**Task directions:**
Exactly as written, reproduce all of the entries.

Natural language region descriptions:
::::
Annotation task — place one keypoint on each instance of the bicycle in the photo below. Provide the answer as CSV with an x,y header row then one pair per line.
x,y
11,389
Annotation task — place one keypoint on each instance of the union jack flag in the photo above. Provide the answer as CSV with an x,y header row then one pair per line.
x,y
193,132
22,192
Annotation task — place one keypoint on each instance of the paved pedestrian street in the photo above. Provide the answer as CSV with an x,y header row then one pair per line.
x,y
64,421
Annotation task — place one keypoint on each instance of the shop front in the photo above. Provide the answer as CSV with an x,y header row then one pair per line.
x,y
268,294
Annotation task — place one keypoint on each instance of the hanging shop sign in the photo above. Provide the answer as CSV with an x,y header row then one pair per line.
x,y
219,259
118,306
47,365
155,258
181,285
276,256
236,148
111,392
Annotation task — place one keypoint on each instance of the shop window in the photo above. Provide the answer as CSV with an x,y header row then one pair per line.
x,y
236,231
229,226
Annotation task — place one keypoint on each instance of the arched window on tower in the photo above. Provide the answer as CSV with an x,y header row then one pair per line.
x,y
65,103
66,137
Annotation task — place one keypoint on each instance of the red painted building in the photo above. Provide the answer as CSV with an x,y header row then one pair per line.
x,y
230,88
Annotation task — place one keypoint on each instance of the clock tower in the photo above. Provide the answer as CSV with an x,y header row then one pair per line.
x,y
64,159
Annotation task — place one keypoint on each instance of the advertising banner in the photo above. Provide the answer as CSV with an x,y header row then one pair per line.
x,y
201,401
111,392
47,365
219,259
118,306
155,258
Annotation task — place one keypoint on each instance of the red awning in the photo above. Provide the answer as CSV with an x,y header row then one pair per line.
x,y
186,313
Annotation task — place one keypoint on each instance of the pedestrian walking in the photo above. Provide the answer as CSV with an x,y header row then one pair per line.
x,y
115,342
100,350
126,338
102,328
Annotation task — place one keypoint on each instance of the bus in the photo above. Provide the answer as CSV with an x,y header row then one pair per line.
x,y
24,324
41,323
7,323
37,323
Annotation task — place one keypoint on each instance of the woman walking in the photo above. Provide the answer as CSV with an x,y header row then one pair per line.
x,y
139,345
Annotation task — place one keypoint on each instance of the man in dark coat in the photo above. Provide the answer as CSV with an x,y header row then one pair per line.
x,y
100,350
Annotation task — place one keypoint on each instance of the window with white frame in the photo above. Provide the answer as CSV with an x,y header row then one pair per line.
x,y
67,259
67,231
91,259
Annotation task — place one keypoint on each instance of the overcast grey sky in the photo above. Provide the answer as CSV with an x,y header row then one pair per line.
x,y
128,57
::::
**Answer to the exercise:**
Annotation task — place one keypoint on each instance of the bicycle in the photo below. Provide the answer as CSV with an x,y header row then one pair per line.
x,y
11,389
Annotation task — place one keypoint on each instance of the union jack flag in the photo above. Provide the answer as CSV with an x,y header row then one pair per line.
x,y
193,132
22,192
Annotation task — place one keypoint on each instance of the paved pedestrian street in the photo above. Provide the answer as CSV with an x,y header row then one pair per line.
x,y
64,421
Annotation task — place one keypoint on each instance of the shop front in the photo above. Provide the answer as CSV with an x,y header row then one pair per line.
x,y
268,294
Annotation task — place one keypoint on each instance of the hanging shop sign in the photo above. Provide the answer as CSV with an x,y header row then one pair per line.
x,y
219,259
118,306
47,365
155,258
181,285
276,256
236,148
111,392
Annotation task — place one keypoint on each instance of the shop window in the photo above. Provide the answer as CSV with an x,y header row then one pair per line.
x,y
236,231
229,226
Annotation task — place one keypoint on each instance of the arched window on tower in the photo above. Provide the answer as CSV with an x,y header row then one pair per line.
x,y
65,103
66,137
Annotation task — place one keypoint on each instance of the red painted building in the photo above. Provide the answer as CSV with an x,y header row then one pair per line.
x,y
230,88
Annotation task — place one keypoint on each instance of the clock tower in the photo above. Provide the answer as CSV with an x,y header row then one pair per line.
x,y
64,159
Annotation task — place one keypoint on each instance of the advertising banner in the photo above. Provide the answer as CSV with an x,y header row then one pair per line.
x,y
201,401
111,392
47,365
219,259
118,306
155,258
Annotation task — place one keypoint on each instance of the red awning in the photo above. Provide the answer as CSV with an x,y header row then one pair per line.
x,y
186,313
Annotation task — place one keypoint on each instance of the pedestrian walking in the photo above. Provide the answer as CSV with an x,y header row then one pair per line.
x,y
115,342
100,350
126,338
102,328
Annotation task — place one keypoint on each instance of the bus in the photo above. Provide the answer as CSV with an x,y header row then one pair per line.
x,y
24,324
41,323
7,323
37,323
Annotation task — place one keypoint on each instance of the woman walking in the photo above. Provide the answer as CSV with an x,y header row then one pair per line.
x,y
139,345
Annotation task — place one keypoint on each instance of the man in dark coat in the photo above. Provide the answer as CSV with an x,y header row then one pair per line.
x,y
100,350
Annotation task — place one keypoint on each instance of the window with white frame in the photo above. Provide the answer as CSV with an x,y header row then one pair per line.
x,y
67,259
67,231
91,259
Annotation task — place one keypoint on each instance of the overcast grey sky in the photo above. Provide the answer as CSV with an x,y header row then one pair per line.
x,y
128,57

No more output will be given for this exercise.